>> Start INPUT ROWS

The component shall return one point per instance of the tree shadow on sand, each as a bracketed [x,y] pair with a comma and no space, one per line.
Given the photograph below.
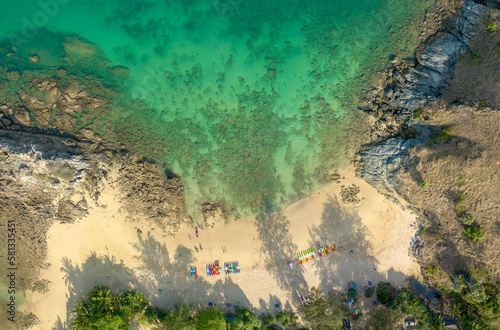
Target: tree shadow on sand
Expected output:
[279,249]
[171,274]
[346,229]
[80,279]
[164,278]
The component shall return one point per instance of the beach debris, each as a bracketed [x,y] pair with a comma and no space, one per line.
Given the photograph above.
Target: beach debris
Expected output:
[231,267]
[213,269]
[349,194]
[323,250]
[306,255]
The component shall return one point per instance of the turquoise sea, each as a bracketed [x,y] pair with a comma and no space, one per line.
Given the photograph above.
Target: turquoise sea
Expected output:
[251,102]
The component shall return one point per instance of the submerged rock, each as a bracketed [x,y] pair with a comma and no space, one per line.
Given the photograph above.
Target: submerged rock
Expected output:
[423,83]
[415,88]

>> End INPUT ROWS

* _STATED EXERCISE_
Rewrite the listing from the line with "of the submerged" up to and including its final line, changing "submerged rock" to "coral reef" and leaving everything else as it is.

* _SOLUTION_
The component shall return one point per instance of the coral reef, each as a bracketed [x,y] pair with a comma and no space, one per line.
Given the photograph above.
Target: coral reef
Expected output:
[423,83]
[415,88]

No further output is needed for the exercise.